> _Directive_
Count the lines in the records below that contain the string "object", treating uppercase and lowercase as different, and reply with the number alone.

> _Listed records_
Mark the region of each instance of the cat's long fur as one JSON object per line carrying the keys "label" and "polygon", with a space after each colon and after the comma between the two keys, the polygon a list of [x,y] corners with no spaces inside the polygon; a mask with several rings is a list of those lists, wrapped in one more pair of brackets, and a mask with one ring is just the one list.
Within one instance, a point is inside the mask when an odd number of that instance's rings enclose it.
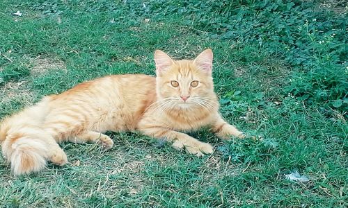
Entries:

--

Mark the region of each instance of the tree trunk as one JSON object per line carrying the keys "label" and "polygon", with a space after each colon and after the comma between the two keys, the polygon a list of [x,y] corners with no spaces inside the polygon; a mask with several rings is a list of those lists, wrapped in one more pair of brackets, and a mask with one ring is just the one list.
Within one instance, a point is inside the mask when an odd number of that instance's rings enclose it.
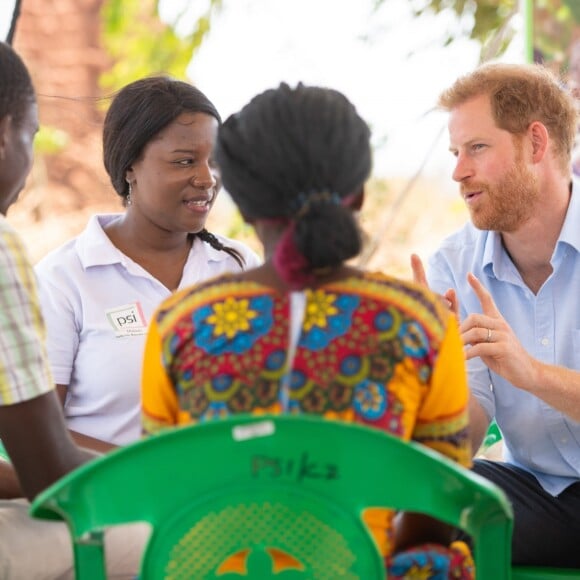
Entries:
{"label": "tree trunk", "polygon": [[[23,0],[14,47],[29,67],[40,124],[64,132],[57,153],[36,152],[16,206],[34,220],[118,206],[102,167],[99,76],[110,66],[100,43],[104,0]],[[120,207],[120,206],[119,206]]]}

> _Exercise answer_
2